### TASK OBJECTIVE
Pull out every line of the records below that contains the word "story". Uppercase and lowercase letters count as different.

────────────────

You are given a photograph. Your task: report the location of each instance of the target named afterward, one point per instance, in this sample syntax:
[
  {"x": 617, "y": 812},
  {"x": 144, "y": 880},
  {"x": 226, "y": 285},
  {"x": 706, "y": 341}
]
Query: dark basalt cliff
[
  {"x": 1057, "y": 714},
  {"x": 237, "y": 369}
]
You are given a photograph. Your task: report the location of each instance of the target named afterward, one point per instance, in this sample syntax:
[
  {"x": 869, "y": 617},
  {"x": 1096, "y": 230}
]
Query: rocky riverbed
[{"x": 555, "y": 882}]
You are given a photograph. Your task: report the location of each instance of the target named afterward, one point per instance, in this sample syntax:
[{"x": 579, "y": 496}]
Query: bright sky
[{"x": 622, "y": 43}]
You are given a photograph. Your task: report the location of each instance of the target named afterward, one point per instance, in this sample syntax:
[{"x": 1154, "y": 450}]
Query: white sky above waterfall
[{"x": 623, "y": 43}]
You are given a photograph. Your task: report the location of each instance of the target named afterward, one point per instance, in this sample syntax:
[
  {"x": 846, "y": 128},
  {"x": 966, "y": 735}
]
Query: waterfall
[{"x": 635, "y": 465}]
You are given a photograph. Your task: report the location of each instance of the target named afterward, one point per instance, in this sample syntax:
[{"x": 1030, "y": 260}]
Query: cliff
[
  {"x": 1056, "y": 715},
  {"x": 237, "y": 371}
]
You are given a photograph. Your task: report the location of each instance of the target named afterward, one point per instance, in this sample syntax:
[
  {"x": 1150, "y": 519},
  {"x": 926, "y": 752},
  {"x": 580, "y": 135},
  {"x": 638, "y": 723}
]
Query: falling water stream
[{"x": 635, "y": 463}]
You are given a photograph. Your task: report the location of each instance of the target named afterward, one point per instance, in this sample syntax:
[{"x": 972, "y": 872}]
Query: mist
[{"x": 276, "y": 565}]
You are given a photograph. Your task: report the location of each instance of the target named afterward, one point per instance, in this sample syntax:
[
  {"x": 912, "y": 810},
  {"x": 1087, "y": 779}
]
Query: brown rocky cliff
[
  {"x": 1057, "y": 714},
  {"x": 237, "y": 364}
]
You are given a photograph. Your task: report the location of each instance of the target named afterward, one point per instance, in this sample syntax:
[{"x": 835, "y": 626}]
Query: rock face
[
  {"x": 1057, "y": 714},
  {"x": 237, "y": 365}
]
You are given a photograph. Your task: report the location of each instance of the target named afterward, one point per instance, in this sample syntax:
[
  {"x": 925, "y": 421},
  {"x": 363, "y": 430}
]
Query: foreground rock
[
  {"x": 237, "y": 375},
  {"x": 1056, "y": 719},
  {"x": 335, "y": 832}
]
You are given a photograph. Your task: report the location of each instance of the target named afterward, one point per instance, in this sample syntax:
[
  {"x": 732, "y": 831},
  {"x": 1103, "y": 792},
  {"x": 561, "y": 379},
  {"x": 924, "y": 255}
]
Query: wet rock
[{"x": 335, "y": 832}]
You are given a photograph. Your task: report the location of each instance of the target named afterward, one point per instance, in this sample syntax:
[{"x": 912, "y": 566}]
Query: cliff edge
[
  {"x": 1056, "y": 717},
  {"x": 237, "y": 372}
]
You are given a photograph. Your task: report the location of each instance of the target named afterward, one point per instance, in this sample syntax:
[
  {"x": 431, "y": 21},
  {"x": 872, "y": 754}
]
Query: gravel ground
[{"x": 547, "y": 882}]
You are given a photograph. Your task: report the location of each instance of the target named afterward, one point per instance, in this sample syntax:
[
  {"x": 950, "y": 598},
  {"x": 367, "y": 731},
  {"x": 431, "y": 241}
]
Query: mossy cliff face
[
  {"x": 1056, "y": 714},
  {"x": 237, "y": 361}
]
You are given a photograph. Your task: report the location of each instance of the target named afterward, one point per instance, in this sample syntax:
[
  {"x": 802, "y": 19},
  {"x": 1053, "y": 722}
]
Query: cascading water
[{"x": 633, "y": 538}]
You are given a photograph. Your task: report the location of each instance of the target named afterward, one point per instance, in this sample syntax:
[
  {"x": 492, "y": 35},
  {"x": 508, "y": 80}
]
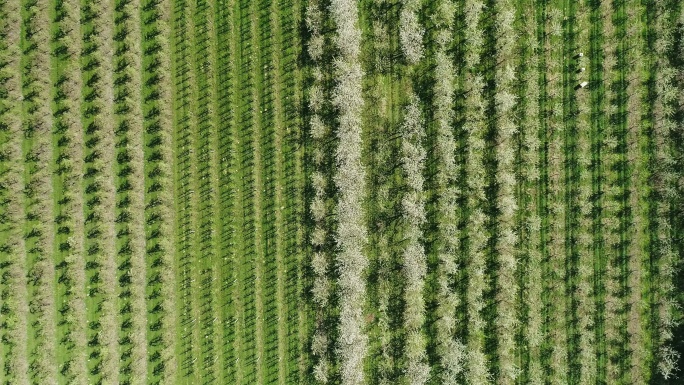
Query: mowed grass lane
[
  {"x": 13, "y": 318},
  {"x": 37, "y": 151}
]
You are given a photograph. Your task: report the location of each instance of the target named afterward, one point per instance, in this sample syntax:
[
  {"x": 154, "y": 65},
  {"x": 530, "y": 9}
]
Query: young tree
[{"x": 665, "y": 191}]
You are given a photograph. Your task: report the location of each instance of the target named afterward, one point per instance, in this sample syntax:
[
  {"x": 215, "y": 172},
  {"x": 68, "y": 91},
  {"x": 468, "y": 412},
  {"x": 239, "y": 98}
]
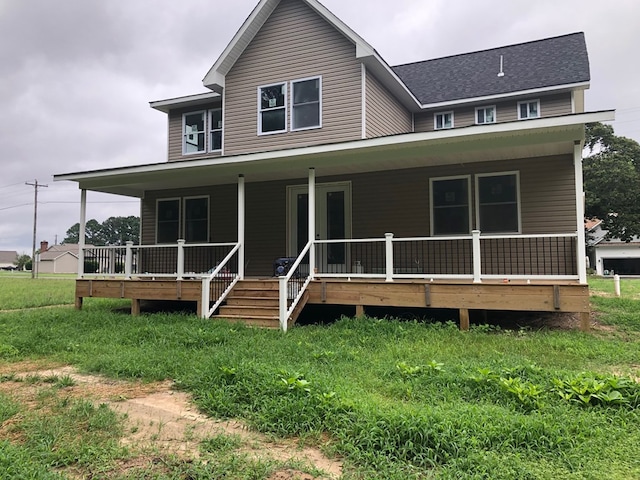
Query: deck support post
[
  {"x": 128, "y": 260},
  {"x": 180, "y": 266},
  {"x": 581, "y": 249},
  {"x": 312, "y": 221},
  {"x": 81, "y": 232},
  {"x": 388, "y": 237},
  {"x": 241, "y": 226},
  {"x": 477, "y": 261},
  {"x": 464, "y": 319}
]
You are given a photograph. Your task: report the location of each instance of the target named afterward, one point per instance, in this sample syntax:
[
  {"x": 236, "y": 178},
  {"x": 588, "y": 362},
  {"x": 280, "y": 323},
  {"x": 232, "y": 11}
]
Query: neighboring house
[
  {"x": 8, "y": 259},
  {"x": 57, "y": 258},
  {"x": 449, "y": 183},
  {"x": 610, "y": 256}
]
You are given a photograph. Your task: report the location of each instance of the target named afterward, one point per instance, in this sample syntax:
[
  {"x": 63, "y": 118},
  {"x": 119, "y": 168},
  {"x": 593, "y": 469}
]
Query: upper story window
[
  {"x": 498, "y": 202},
  {"x": 450, "y": 205},
  {"x": 272, "y": 109},
  {"x": 443, "y": 120},
  {"x": 485, "y": 115},
  {"x": 215, "y": 129},
  {"x": 193, "y": 132},
  {"x": 167, "y": 220},
  {"x": 306, "y": 107},
  {"x": 528, "y": 109}
]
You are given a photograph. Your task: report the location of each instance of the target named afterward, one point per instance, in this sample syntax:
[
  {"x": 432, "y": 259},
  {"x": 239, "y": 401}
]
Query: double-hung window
[
  {"x": 215, "y": 129},
  {"x": 272, "y": 109},
  {"x": 528, "y": 109},
  {"x": 193, "y": 132},
  {"x": 196, "y": 219},
  {"x": 167, "y": 220},
  {"x": 498, "y": 202},
  {"x": 450, "y": 205},
  {"x": 485, "y": 115},
  {"x": 305, "y": 103},
  {"x": 443, "y": 120}
]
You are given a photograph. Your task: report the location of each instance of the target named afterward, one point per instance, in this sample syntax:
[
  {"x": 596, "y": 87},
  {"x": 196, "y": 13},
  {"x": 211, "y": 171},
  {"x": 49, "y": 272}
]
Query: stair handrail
[
  {"x": 207, "y": 310},
  {"x": 284, "y": 312}
]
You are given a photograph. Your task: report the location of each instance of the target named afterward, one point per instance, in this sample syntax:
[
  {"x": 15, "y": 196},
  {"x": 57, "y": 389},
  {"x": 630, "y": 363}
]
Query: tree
[
  {"x": 113, "y": 231},
  {"x": 612, "y": 181}
]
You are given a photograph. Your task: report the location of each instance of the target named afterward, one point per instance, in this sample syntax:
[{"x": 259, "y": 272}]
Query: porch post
[
  {"x": 389, "y": 256},
  {"x": 312, "y": 221},
  {"x": 241, "y": 226},
  {"x": 477, "y": 263},
  {"x": 81, "y": 232},
  {"x": 581, "y": 249}
]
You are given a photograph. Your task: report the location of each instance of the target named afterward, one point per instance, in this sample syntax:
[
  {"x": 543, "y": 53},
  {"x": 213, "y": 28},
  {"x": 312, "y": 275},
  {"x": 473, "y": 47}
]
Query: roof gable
[{"x": 547, "y": 63}]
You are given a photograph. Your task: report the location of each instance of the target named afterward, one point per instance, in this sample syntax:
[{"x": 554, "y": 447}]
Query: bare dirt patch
[{"x": 160, "y": 421}]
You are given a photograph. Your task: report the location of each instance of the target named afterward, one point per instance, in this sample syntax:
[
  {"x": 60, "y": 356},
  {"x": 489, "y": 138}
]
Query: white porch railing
[{"x": 293, "y": 284}]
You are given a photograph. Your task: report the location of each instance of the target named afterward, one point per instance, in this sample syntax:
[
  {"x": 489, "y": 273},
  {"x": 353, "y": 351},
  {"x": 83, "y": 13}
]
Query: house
[
  {"x": 610, "y": 256},
  {"x": 448, "y": 183},
  {"x": 57, "y": 258},
  {"x": 8, "y": 259}
]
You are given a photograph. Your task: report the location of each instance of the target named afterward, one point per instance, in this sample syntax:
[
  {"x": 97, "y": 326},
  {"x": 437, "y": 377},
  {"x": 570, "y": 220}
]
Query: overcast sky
[{"x": 76, "y": 77}]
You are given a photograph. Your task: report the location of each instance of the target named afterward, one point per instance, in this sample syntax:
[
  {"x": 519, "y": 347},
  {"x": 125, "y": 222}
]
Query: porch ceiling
[{"x": 507, "y": 141}]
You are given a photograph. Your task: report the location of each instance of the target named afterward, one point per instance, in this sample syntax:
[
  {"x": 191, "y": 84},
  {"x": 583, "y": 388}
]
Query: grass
[{"x": 397, "y": 399}]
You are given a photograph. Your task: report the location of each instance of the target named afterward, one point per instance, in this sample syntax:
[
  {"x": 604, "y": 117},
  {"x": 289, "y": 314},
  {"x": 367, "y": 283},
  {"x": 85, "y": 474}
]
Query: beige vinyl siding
[
  {"x": 294, "y": 43},
  {"x": 506, "y": 111},
  {"x": 384, "y": 114},
  {"x": 175, "y": 132}
]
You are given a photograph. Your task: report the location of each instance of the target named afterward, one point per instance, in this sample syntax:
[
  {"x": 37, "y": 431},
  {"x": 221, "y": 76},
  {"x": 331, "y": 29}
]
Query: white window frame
[
  {"x": 203, "y": 113},
  {"x": 529, "y": 102},
  {"x": 431, "y": 205},
  {"x": 484, "y": 109},
  {"x": 158, "y": 200},
  {"x": 519, "y": 203},
  {"x": 261, "y": 110},
  {"x": 435, "y": 120},
  {"x": 293, "y": 105},
  {"x": 183, "y": 213},
  {"x": 211, "y": 130}
]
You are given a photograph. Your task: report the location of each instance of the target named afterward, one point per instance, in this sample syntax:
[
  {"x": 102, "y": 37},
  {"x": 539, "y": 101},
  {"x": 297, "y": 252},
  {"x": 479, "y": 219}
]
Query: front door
[{"x": 333, "y": 222}]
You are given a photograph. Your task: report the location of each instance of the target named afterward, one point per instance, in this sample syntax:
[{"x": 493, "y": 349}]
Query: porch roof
[{"x": 498, "y": 142}]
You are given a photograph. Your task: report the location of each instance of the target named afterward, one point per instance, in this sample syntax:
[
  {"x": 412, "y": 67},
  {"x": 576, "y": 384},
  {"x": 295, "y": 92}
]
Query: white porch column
[
  {"x": 81, "y": 232},
  {"x": 241, "y": 225},
  {"x": 581, "y": 250},
  {"x": 312, "y": 220}
]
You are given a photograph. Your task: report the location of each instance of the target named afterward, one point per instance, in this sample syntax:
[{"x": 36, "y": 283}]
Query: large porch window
[
  {"x": 497, "y": 202},
  {"x": 450, "y": 205}
]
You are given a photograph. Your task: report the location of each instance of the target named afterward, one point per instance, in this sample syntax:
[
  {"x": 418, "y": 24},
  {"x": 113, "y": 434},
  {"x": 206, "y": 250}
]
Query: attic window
[
  {"x": 528, "y": 109},
  {"x": 443, "y": 120},
  {"x": 272, "y": 109}
]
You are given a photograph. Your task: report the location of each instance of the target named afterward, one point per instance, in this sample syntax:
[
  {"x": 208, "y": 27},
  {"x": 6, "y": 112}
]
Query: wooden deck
[{"x": 541, "y": 296}]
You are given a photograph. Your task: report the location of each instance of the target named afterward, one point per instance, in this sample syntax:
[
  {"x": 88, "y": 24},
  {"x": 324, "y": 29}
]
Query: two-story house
[{"x": 449, "y": 183}]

────────────────

### RIGHT ANSWER
Query: upper story window
Query: two-story house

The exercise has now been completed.